▶ **THE EXERCISE**: Reproduce the entries word for word, and omit any picture you find in them.

[Records from a point labeling set]
= = = = =

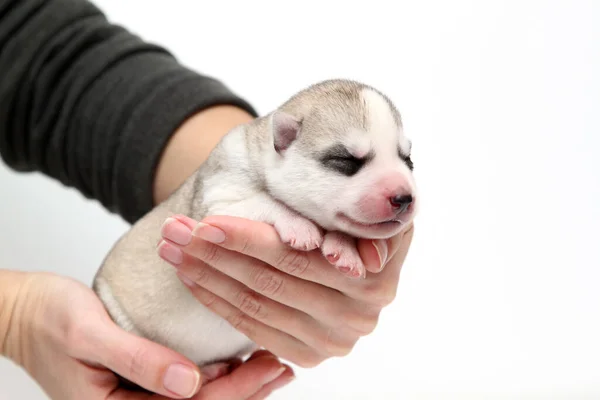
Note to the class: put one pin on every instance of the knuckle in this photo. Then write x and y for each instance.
(337, 347)
(250, 304)
(200, 275)
(379, 294)
(207, 298)
(293, 262)
(267, 282)
(362, 323)
(138, 362)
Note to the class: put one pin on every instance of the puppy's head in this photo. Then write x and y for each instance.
(339, 156)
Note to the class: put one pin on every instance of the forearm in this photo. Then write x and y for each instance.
(95, 107)
(191, 144)
(11, 283)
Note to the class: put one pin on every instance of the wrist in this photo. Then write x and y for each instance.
(191, 145)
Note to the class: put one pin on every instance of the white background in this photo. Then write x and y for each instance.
(499, 297)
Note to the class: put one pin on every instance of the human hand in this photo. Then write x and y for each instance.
(291, 302)
(62, 336)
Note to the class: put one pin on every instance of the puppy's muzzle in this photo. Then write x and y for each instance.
(401, 203)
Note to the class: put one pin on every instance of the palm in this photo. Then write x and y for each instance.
(74, 338)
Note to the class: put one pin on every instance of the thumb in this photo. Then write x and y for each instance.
(147, 364)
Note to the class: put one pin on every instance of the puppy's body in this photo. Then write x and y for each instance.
(333, 156)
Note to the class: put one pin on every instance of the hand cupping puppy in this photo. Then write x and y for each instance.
(61, 335)
(329, 165)
(288, 301)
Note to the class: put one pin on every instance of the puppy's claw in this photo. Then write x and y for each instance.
(340, 250)
(299, 233)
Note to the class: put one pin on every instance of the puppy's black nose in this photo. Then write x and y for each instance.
(401, 202)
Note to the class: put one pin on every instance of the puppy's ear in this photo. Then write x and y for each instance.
(285, 130)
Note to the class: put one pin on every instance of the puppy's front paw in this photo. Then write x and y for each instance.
(299, 233)
(341, 251)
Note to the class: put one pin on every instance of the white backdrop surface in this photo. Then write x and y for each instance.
(499, 295)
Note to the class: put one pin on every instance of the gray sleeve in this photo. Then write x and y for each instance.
(89, 104)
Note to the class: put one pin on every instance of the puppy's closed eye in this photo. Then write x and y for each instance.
(345, 165)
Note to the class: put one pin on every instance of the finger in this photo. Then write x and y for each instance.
(271, 313)
(283, 380)
(380, 289)
(244, 382)
(260, 241)
(280, 343)
(145, 363)
(260, 277)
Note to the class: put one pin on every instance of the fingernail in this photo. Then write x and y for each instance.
(209, 233)
(175, 231)
(170, 253)
(381, 248)
(214, 371)
(283, 382)
(182, 380)
(271, 377)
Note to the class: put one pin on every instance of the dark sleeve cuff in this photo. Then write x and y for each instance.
(150, 126)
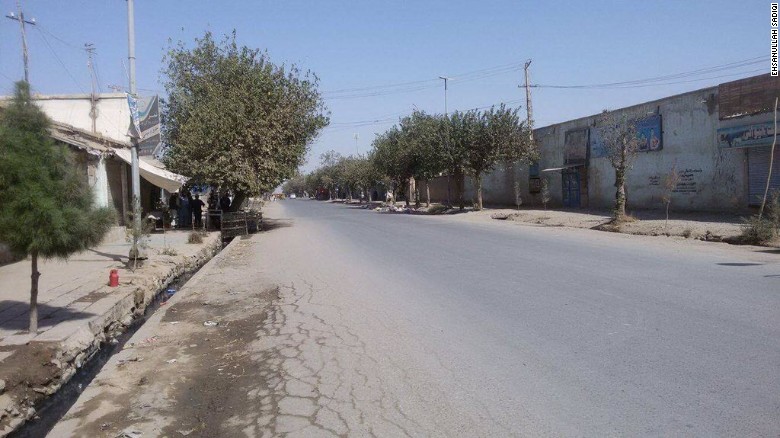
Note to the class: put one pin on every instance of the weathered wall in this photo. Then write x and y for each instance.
(113, 112)
(711, 178)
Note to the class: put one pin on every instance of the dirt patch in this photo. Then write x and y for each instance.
(191, 377)
(711, 227)
(26, 385)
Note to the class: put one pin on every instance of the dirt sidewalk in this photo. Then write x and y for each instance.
(178, 374)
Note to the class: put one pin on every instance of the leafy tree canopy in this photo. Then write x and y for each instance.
(46, 206)
(235, 119)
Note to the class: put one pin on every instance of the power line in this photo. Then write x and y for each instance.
(342, 126)
(413, 86)
(54, 53)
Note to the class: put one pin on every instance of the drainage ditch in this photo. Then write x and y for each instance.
(55, 407)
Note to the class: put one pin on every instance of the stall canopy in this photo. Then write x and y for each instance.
(558, 169)
(160, 177)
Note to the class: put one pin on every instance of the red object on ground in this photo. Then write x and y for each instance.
(113, 278)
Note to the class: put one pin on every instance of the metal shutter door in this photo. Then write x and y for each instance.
(758, 167)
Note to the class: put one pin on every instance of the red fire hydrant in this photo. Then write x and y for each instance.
(113, 278)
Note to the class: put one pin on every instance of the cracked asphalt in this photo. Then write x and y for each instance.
(395, 325)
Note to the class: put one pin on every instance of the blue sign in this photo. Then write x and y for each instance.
(760, 134)
(648, 131)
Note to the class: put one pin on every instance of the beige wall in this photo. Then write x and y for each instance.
(689, 125)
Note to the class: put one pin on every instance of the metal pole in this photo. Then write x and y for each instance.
(24, 42)
(22, 22)
(135, 173)
(528, 108)
(447, 138)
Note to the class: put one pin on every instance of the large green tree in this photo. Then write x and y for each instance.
(235, 119)
(621, 144)
(424, 140)
(46, 207)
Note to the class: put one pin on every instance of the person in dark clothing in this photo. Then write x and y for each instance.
(224, 202)
(173, 206)
(185, 215)
(197, 211)
(189, 208)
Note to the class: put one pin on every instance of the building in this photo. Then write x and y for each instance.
(96, 128)
(717, 139)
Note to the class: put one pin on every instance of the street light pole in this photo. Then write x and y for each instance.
(447, 137)
(135, 173)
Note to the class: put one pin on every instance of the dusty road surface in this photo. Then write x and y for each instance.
(347, 322)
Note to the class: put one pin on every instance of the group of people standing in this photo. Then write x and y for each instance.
(184, 207)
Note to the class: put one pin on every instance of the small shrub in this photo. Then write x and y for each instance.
(437, 209)
(757, 231)
(195, 237)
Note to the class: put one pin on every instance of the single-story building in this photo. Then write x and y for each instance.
(717, 139)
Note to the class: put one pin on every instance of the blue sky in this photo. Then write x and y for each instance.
(370, 44)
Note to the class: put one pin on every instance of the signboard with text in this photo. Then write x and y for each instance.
(145, 123)
(759, 134)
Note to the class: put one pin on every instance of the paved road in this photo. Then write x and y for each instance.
(438, 326)
(396, 325)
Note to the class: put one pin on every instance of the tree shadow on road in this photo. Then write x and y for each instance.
(273, 224)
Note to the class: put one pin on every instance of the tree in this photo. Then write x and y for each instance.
(621, 144)
(47, 208)
(423, 140)
(391, 159)
(235, 119)
(491, 137)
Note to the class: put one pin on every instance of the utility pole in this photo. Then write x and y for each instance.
(90, 49)
(529, 110)
(22, 21)
(134, 173)
(447, 137)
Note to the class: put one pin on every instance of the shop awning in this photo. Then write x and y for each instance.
(558, 169)
(158, 176)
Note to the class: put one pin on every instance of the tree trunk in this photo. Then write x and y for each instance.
(620, 194)
(460, 180)
(478, 180)
(34, 294)
(238, 200)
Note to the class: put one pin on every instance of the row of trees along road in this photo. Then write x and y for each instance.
(46, 206)
(423, 146)
(232, 119)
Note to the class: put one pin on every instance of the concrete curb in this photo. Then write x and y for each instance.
(115, 312)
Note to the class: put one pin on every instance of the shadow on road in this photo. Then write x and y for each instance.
(272, 224)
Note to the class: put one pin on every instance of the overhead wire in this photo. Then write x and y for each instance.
(54, 53)
(413, 86)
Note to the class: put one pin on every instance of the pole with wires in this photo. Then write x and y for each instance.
(22, 21)
(135, 172)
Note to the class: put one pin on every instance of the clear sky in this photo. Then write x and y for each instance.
(368, 47)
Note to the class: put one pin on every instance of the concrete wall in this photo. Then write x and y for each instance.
(715, 179)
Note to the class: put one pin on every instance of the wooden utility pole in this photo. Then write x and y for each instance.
(90, 49)
(771, 160)
(22, 21)
(528, 108)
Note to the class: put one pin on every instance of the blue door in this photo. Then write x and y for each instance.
(571, 188)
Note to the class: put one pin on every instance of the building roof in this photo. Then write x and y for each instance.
(84, 140)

= = = = =

▶ **RESULT OF THE TASK**:
Note to the class: put one pin on every instance of the knuckle in this photo. Then write x and y for each instance.
(337, 347)
(250, 304)
(200, 275)
(379, 294)
(207, 298)
(293, 262)
(267, 282)
(362, 323)
(138, 362)
Note to the class: put one pin on every instance of the puppy's head in this photo. Then write x and y for each instance.
(339, 156)
Note to the class: put one pin on every instance of the forearm in this photo. Then write x and y for each instance.
(95, 107)
(191, 144)
(11, 283)
Note to the class: put one pin on every instance of the wrist in this photo. Then write x and y for each instance.
(191, 145)
Note to the class: put one pin on every instance of the white background in this photo. Then write x and y for each instance.
(499, 297)
Note to the class: put one pin on every instance of the human hand in this photo. Then write x and y for each instance.
(291, 302)
(62, 336)
Note to the class: put one pin on every instance of the puppy's muzzle in this photo. Then write x and y for each instance.
(401, 203)
Note to the class: put one pin on every instance of the palm in this photo. Then write x and y for each instance.
(74, 338)
Note to the class: put one pin on every instance of the thumb in this photo. Then write x and y for each instance.
(147, 364)
Note to the class: put one pin on every instance of the puppy's body in this photo. Then write x and y for each instance.
(333, 156)
Note to the class: put one pin on every instance of the hand cupping puppy in this photo. Then write x and y for each instance.
(61, 335)
(329, 165)
(288, 301)
Note to the class: put one pin on every instance of the puppy's claw in this photo. Then write x and y for each instance.
(340, 250)
(299, 233)
Note to the class: put one pin on every instance of the puppy's black nose in this photo. Then write x and y for each instance.
(401, 202)
Note to the class: put one pin on every instance of the puppy's ear in this photo. Then write x and y for each instance.
(285, 130)
Note to the class: put one pin on every instance of the puppy's front paw in this photo. Then write x and y for each instance.
(299, 233)
(341, 251)
Note to the class: put one pin on every instance of the white backdrop surface in this photo. Then write x and y for each instance.
(499, 295)
Note to the class: put one pin on every instance of the gray sleeve in this photo. Then write x and y for each instance.
(89, 104)
Note to the class: put one pin on every instance of the puppy's closed eye in this photo. Then write x and y for each instance.
(345, 165)
Note to the class: put one pin on every instance of the finger in this photo. Then write x and y for each instance.
(271, 313)
(283, 380)
(380, 289)
(244, 382)
(260, 241)
(280, 343)
(145, 363)
(260, 277)
Note to the class: put one pin on every instance of the fingernail in this photo. Then write x and y for each instance.
(209, 233)
(175, 231)
(170, 253)
(381, 248)
(214, 371)
(283, 382)
(182, 380)
(271, 377)
Note to the class: put one pin on every instance of the dark sleeve cuff in this photo. Then write x and y for each instance.
(150, 126)
Note to the class: put one pin on every instance of the weathered wall in this photo. Then write x and y for each instance.
(113, 112)
(711, 178)
Note to the class: put one pin on every instance of the dirt patch in this photo. Then write x and y for each instance.
(191, 377)
(711, 227)
(26, 385)
Note to the class: put one pin on every instance of the dirt sidewalk in this photo. Then write x and y for each instance.
(178, 374)
Note to the class: put one pin on every instance of the leafy tree canopy in this photo. Then write x and y for each instance.
(46, 206)
(235, 119)
Note to the class: put one pin on every instance of the power line in this photo. Then write x and y for each instance.
(342, 126)
(413, 86)
(54, 53)
Note to the class: put one pin on every instance of the drainage ditch in this photo. Then write x and y for each instance.
(55, 407)
Note to the class: put one pin on every instance of the stall canopy in this photo. Then write x and y for each instance.
(558, 169)
(160, 177)
Note to the class: put one pin on every instance of the red object on ground in this photo. Then write x and y for each instance.
(113, 278)
Note to the class: put one pin on every instance of the metal shutter door in this photo. Then write x and y for each instance.
(758, 167)
Note to the class: put one pin on every instance of the red fire hydrant in this photo. Then write x and y for each instance.
(113, 278)
Note to the class: put one pin on every instance of the cracked asphalt in this photo. Then write x and y for each instance.
(395, 325)
Note to the class: put one pin on every instance of the blue sign in this photo. Then write x and y for each instance.
(760, 134)
(648, 131)
Note to the class: put one pin on every instance of the beige wall in this photo. Then write x and y for each instance.
(689, 125)
Note to the class: put one pin on every instance of the metal pole in this photo. Then write x and y for each instance.
(24, 42)
(22, 22)
(135, 173)
(528, 108)
(447, 138)
Note to the class: put one pin on every instance of the large green tree in this photo. Then write x and y for each instance.
(235, 119)
(621, 144)
(424, 140)
(46, 207)
Note to the class: put one pin on every instance of the person in dark clothing in this photo. Then write x and y for each instance.
(224, 202)
(173, 206)
(185, 215)
(197, 211)
(189, 208)
Note to the class: put one pin on every instance of the building in this photo. Then write x and y for each instance.
(96, 128)
(717, 139)
Note to the class: put one pin on every instance of the street light pole in this photo. Then write x and y for each instance.
(447, 137)
(135, 173)
Note to the class: put one pin on every instance of the dusty road surface in this photo. Then write x and y for each instance.
(347, 322)
Note to the class: put one pin on every instance of the group of people standing in this photo. Then write x and y for each instance.
(184, 207)
Note to the class: put one pin on every instance of the small shrub in this photo. Then write x and y for each instance.
(437, 209)
(757, 231)
(195, 237)
Note to the class: put one pin on every instance of the single-story building in this photo. Then write x and y for each instance.
(717, 139)
Note to the class: put one pin on every instance of the blue sky in this photo. Then write x and y for each instance.
(370, 44)
Note to the class: put one pin on every instance of the signboard with text in this photo. Then write x and y for each instance.
(145, 123)
(759, 134)
Note to the class: put one pin on every instance of the paved road in this photo. Then write x and y for each instance.
(438, 326)
(396, 325)
Note to the class: put one pin on every instance of the tree shadow on road in this photo. Then write x and y for each instance.
(273, 224)
Note to the class: put one pin on every instance of the tree in this photo. Then write x and y for each instance.
(621, 144)
(47, 208)
(423, 140)
(391, 159)
(235, 119)
(491, 137)
Note to the class: put one pin on every instance of the utility pole in this photo. Then write x and y for each instance.
(90, 49)
(529, 110)
(22, 21)
(134, 173)
(447, 137)
Note to the class: put one pin on every instance of the shop awning in this photo. Then write x and y for each instance.
(558, 169)
(158, 176)
Note to the class: put one pin on every instance of the tree trunk in this photo. Then write x and y for each instance.
(620, 194)
(460, 180)
(478, 180)
(34, 294)
(238, 200)
Note to the class: put one pin on every instance of the row of trees along road in this photo. Then write x and y for each instance.
(46, 206)
(423, 146)
(232, 119)
Note to the class: put one pin on every instance of the concrete curb in this photo. Then write x and y for each instance.
(115, 312)
Note to the class: put one pin on every instance of the shadow on road in this photo. Then write x and y for each instance.
(272, 224)
Note to the class: put one pin on every instance of the overhead wire in this photo. Then write x and y for each instance.
(54, 53)
(413, 86)
Note to the class: put one pin on every instance of the pole with wires in this photo. Then write x and y for each instance.
(22, 21)
(135, 172)
Note to the class: put one pin on every instance of the clear sky in this photo. Then write x and y for each instance.
(368, 47)
Note to the class: put one pin on every instance of the concrete wall in this photo. Then write x and y for each instance.
(715, 179)
Note to the class: put one pin on every instance of the wooden utility pole in this photo. Then write x and y for each instance.
(90, 49)
(771, 160)
(22, 21)
(528, 108)
Note to the class: put one pin on every instance of the blue door in this photo. Then write x and y for each instance.
(571, 188)
Note to the class: put one pin on every instance of the building roof in this photo. Then write x and y for each instance.
(84, 140)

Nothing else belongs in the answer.